CHALLENGE 1 »
Summarize the company report excerpt in two sentences.
CHALLENGE 2 »
According to the company report excerpt, how many equity shares made up the company's paid-up share capital as on 31st March 2025?
CHALLENGE 3 »
Quote the company report excerpt, beginning at the words "8. SHARE CAPITAL" and stopping after "Woman Director (NonExecutive).".

SOURCE PASSAGE »
- - - - -

The Company neither has any Subsidiary, Joint Venture or Associate Company nor has any
Company become or ceased to be its Subsidiary, Joint Venture or Associate Company, during
the financial year under review.
8. SHARE CAPITAL
The total paid-up share capital of the company as on 31st March 2025 is Rs.
4,23,79,000/- comprising of 42,37,900 Equity Shares of Rs. 10/- each.
9. DIRECTORS AND KEY MANAGERIAL PERSONNEL
(i) The size and composition of the Board :
The composition of the Board of Directors comprises a combination of Executive,
Non-Executive Directors and Independent Directors as on 31st March 2025. There
are a total 4 (four) directors on the Board comprising- 1 (One) Executive Chairman-cum
Managing Director, 1(One) Non-Executive Director and 2 (two) Independent Directors
including One Woman Director (NonExecutive).
(ii) Change in composition of the Board :
During the year under review, there was no change in the composition of the
Board of Directors of the Company.

- - - - -

RECORDS SUPPLIED »
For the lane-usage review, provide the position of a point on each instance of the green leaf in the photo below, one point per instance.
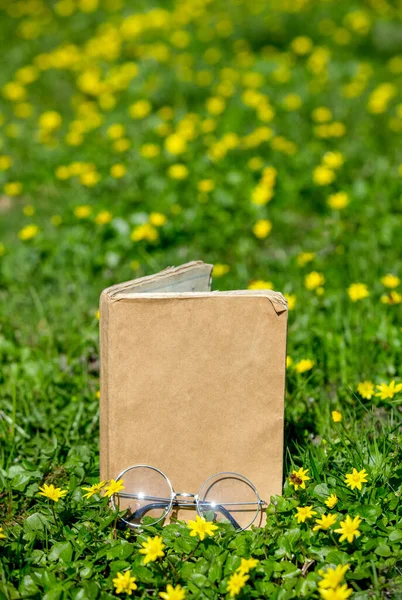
(383, 550)
(62, 551)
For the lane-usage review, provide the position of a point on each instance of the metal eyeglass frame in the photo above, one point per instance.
(185, 500)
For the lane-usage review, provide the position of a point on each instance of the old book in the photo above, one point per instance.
(193, 380)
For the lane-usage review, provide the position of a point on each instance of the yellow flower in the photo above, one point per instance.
(152, 549)
(175, 144)
(259, 284)
(28, 232)
(349, 529)
(299, 478)
(358, 291)
(333, 160)
(322, 175)
(236, 583)
(314, 280)
(173, 593)
(117, 171)
(50, 120)
(150, 150)
(388, 391)
(201, 527)
(116, 131)
(331, 577)
(12, 188)
(94, 489)
(5, 162)
(331, 501)
(206, 185)
(291, 300)
(325, 522)
(140, 109)
(215, 106)
(356, 478)
(304, 512)
(178, 171)
(49, 491)
(157, 219)
(305, 257)
(83, 211)
(114, 487)
(262, 228)
(321, 114)
(366, 389)
(340, 593)
(247, 564)
(125, 583)
(338, 201)
(103, 217)
(302, 45)
(390, 281)
(306, 364)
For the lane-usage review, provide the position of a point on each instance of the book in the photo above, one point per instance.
(193, 380)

- - - - -

COMPLETE OUTPUT 1 »
The company had no subsidiary, joint venture or associate company during the financial year under review, and its total paid-up share capital as on 31st March 2025 was Rs. 4,23,79,000, made up of 42,37,900 equity shares of Rs. 10 each. Its board had four directors, consisting of one executive chairman-cum-managing director, one non-executive director and two independent directors, and its composition did not change during the year.

COMPLETE OUTPUT 2 »
42,37,900 equity shares of Rs. 10 each.

COMPLETE OUTPUT 3 »
8. SHARE CAPITAL
The total paid-up share capital of the company as on 31st March 2025 is Rs.
4,23,79,000/- comprising of 42,37,900 Equity Shares of Rs. 10/- each.
9. DIRECTORS AND KEY MANAGERIAL PERSONNEL
(i) The size and composition of the Board :
The composition of the Board of Directors comprises a combination of Executive,
Non-Executive Directors and Independent Directors as on 31st March 2025. There
are a total 4 (four) directors on the Board comprising- 1 (One) Executive Chairman-cum
Managing Director, 1(One) Non-Executive Director and 2 (two) Independent Directors
including One Woman Director (NonExecutive).